*Trecho do documento*

%%

A Lei 10.101 consigna as formas de apuração para programa de participação dos trabalhadores nos lucros ou resultados da empresa. Disciplina em seu art. 2º, §1º e incisos, que podem ser considerados os seguintes critérios: I – índice de produtividade, qualidade ou lucratividade da empresa; II – programa de metas, resultados e prazos, pactuados previamente. Destarte, os programas disciplinados pela Lei 10.101/2000 podem ser classificados como: participação nos lucros (lucratividade), participação nos resultados (operacionais) e participação nos lucros e resultados (lucratividade e resultados operacionais).
4 EXCLUSÃO DAS ENTIDADES SEM FINS LUCRATIVOS
Há uma diferenciação apresentada pela Lei 10.101, que exclui as entidades sem fins lucrativos da participação em programa de lucros e resultados.
“§ 3º Não se equipara a empresa, para os fins desta Lei:
I – a pessoa física;
II – a entidade sem fins lucrativos que, cumulativamente:
a) não distribua resultados, a qualquer título, ainda que indiretamente, a dirigentes, administradores ou empresas vinculadas;
b) aplique integralmente os seus recursos em sua atividade institucional e no País;
c) destine o seu patrimônio a entidade congênere ou ao poder público, em caso de encerramento de suas atividades;
d) mantenha escrituração contábil capaz de comprovar a observância dos demais requisitos deste inciso, e das normas fiscais, comerciais e de direito econômico que lhe sejam aplicáveis.”
A expressa exclusão das entidades sem fins lucrativos faz com que os empregados destas não participem dos lucros ou dos resultados das entidades do Terceiro Setor. É evidente que não há como os empregados de entidades do Terceiro Setor participarem dos lucros, na medida em não há distribuição de lucros nestas entidades. Porém, estas podem ter resultados operacionais – entendidos como tais, os alcances dos objetivos à que se propõe, que podem ser estabelecidos através de programa de metas.
Vê-se, na espécie, possível discriminação e/ou possível tratamento não isonômico, haja vista que a norma infraconstitucional está excluindo os empregados de entidades do terceiro setor da participação em programa de resultados.

%%

*Linhas de dados*
%%

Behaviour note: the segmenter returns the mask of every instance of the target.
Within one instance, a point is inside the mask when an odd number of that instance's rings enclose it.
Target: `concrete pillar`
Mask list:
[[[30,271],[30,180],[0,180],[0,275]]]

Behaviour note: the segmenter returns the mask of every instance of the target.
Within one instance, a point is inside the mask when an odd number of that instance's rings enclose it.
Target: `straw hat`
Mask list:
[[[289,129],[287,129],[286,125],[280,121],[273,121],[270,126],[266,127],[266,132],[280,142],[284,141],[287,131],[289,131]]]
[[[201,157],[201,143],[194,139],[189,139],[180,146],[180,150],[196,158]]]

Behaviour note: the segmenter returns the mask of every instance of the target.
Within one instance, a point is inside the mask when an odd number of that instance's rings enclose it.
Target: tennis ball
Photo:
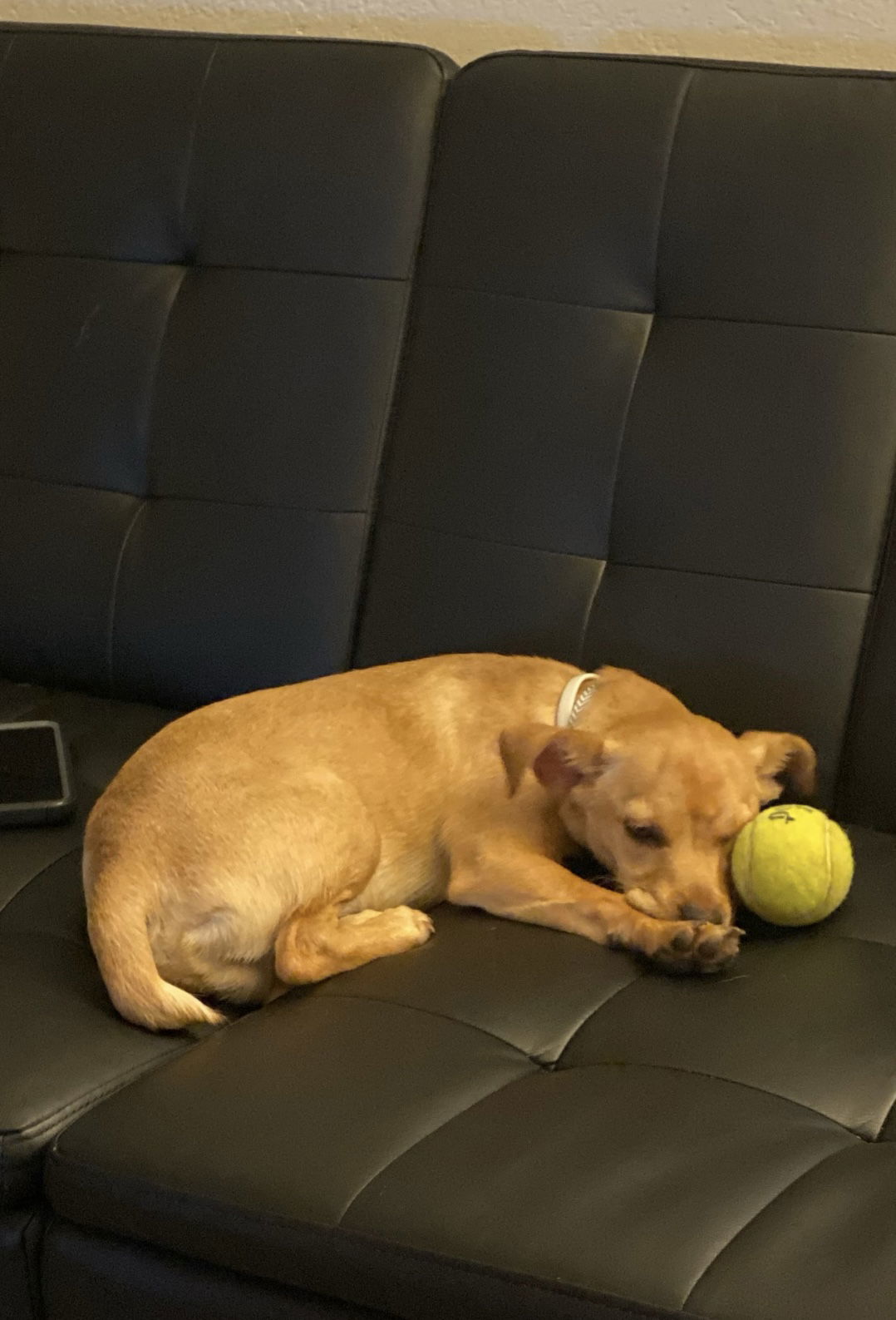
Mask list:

%%

*A fazer*
Repita, sem mudar nada, a parte do texto sobre participação nos lucros que vai de "A expressa exclusão" até "programa de metas.", incluindo essas palavras.

*Solução da tarefa*
A expressa exclusão das entidades sem fins lucrativos faz com que os empregados destas não participem dos lucros ou dos resultados das entidades do Terceiro Setor. É evidente que não há como os empregados de entidades do Terceiro Setor participarem dos lucros, na medida em não há distribuição de lucros nestas entidades. Porém, estas podem ter resultados operacionais – entendidos como tais, os alcances dos objetivos à que se propõe, que podem ser estabelecidos através de programa de metas.